Instructions for the task —
What you return should be exactly the lines from the one containing "shaped like (550,38)." down to the final line of the listing, with nothing else.

Exercise inputs —
--------------------------------

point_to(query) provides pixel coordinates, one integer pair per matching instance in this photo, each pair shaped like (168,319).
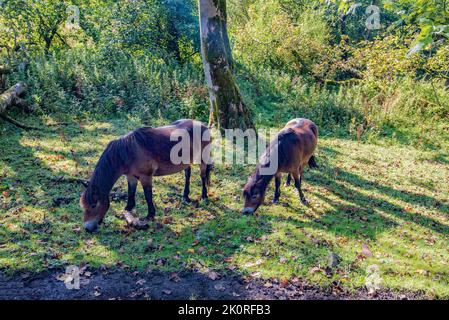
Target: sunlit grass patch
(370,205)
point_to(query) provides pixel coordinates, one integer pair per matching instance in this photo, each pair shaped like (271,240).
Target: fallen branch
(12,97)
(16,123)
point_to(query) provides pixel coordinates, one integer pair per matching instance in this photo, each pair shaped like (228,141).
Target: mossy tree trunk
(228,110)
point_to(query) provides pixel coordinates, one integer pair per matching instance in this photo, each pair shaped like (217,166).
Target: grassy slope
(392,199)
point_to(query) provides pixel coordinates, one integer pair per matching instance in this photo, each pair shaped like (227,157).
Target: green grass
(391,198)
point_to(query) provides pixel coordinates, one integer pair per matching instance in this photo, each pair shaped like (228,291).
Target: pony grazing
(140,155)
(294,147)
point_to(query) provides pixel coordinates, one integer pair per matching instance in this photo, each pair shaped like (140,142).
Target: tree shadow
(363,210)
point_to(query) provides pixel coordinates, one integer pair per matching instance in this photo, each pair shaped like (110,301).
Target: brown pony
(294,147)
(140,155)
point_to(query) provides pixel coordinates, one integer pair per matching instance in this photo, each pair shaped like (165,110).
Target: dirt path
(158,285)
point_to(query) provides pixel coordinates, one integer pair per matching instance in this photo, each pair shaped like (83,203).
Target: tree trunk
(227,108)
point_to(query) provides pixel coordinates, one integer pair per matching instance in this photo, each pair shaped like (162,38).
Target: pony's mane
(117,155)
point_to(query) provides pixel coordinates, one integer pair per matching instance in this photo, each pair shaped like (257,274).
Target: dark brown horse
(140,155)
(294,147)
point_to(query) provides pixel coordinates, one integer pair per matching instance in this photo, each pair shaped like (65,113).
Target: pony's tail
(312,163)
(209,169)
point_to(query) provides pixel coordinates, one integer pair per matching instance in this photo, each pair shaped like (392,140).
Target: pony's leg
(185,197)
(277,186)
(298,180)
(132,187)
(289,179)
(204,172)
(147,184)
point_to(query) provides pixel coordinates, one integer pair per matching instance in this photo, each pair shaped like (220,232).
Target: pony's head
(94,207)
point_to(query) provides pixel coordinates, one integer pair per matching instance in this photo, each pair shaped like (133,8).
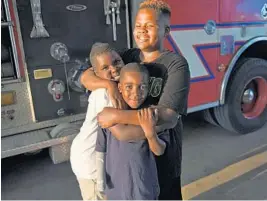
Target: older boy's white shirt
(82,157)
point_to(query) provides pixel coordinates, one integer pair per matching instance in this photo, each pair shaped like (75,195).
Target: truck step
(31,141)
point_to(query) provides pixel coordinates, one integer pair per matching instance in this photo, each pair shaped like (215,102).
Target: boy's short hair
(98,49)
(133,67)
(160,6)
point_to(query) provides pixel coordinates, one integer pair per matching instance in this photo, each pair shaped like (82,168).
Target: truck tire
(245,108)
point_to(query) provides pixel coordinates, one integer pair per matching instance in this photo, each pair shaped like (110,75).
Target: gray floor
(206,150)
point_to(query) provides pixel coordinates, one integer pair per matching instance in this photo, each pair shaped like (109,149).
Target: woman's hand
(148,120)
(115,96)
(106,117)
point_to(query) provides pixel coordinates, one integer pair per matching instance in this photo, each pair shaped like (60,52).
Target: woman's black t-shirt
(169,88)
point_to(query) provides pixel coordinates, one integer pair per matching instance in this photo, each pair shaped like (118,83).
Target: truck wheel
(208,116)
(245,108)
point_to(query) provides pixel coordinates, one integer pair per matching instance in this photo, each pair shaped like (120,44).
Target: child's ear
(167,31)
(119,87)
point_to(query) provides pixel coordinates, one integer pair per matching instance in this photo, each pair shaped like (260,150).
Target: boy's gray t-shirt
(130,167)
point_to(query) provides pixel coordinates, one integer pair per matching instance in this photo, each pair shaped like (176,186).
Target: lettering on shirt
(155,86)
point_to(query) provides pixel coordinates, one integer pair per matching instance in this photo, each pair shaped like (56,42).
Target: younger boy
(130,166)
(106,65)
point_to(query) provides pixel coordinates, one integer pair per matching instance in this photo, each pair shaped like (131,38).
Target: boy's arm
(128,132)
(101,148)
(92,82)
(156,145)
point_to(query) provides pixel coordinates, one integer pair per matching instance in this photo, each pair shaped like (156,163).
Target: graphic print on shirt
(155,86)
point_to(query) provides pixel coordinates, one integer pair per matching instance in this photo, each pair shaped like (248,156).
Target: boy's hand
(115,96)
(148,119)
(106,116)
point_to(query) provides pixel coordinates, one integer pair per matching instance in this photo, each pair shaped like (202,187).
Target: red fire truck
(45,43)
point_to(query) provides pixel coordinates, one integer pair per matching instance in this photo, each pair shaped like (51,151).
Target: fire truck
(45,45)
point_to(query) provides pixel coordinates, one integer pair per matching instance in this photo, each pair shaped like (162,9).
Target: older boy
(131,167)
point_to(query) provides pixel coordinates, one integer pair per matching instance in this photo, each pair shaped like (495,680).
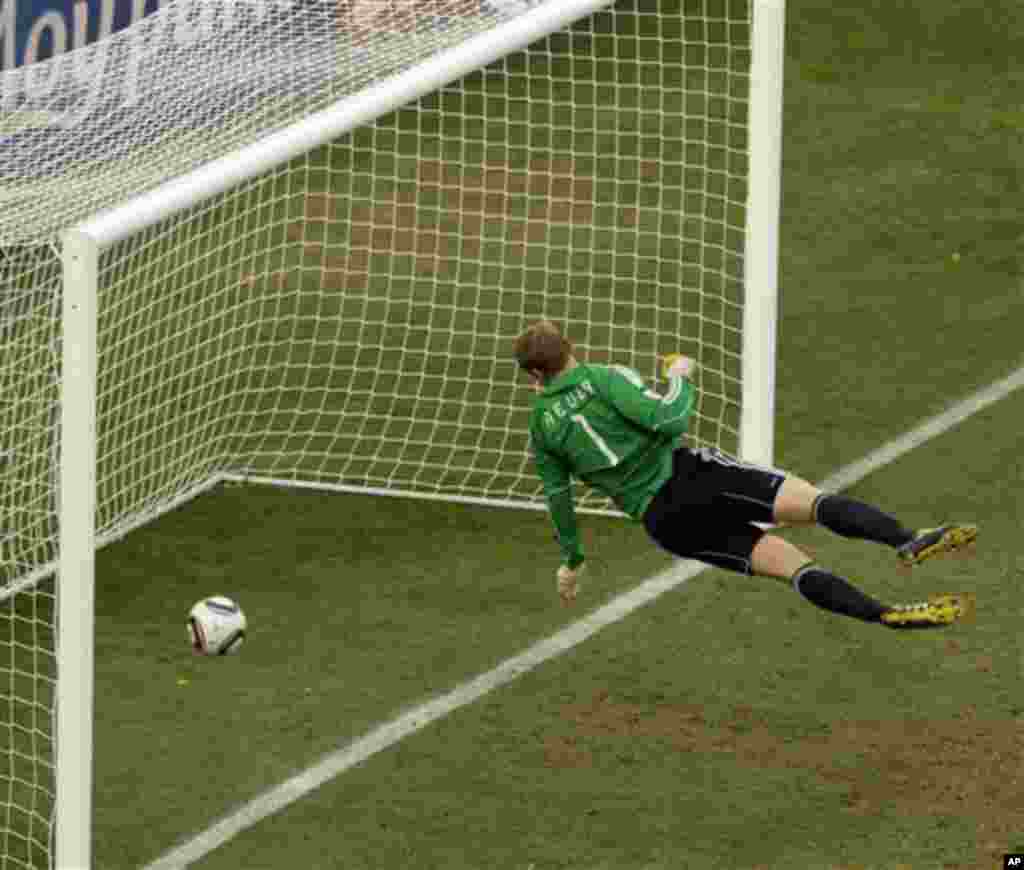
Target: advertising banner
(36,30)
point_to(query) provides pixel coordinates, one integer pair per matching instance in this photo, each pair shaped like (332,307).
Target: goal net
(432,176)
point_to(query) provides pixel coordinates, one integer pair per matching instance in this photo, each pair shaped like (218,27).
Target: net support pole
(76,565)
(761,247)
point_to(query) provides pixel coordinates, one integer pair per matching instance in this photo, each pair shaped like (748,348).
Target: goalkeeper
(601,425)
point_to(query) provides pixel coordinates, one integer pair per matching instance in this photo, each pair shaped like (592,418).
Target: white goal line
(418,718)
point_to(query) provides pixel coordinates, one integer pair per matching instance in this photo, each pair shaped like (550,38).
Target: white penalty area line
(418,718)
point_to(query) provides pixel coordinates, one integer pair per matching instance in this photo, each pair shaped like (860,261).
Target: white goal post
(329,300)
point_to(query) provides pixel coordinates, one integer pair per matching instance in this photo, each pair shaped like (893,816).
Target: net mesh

--------------------------------

Result —
point_to(query) provides pixel coordinates, one integer pair per matching instance in this photo, each pair shaped like (550,38).
Target: white penalty area line
(418,718)
point_to(query) provides pixel coordinates, one integer pair per matching instance in this photo, each pair shaped like (860,261).
Target: white goal post
(329,300)
point_to(query) provides pixel coordinates, one integer pair per matching instance in this photo, each pair shaped like (893,816).
Target: net mesh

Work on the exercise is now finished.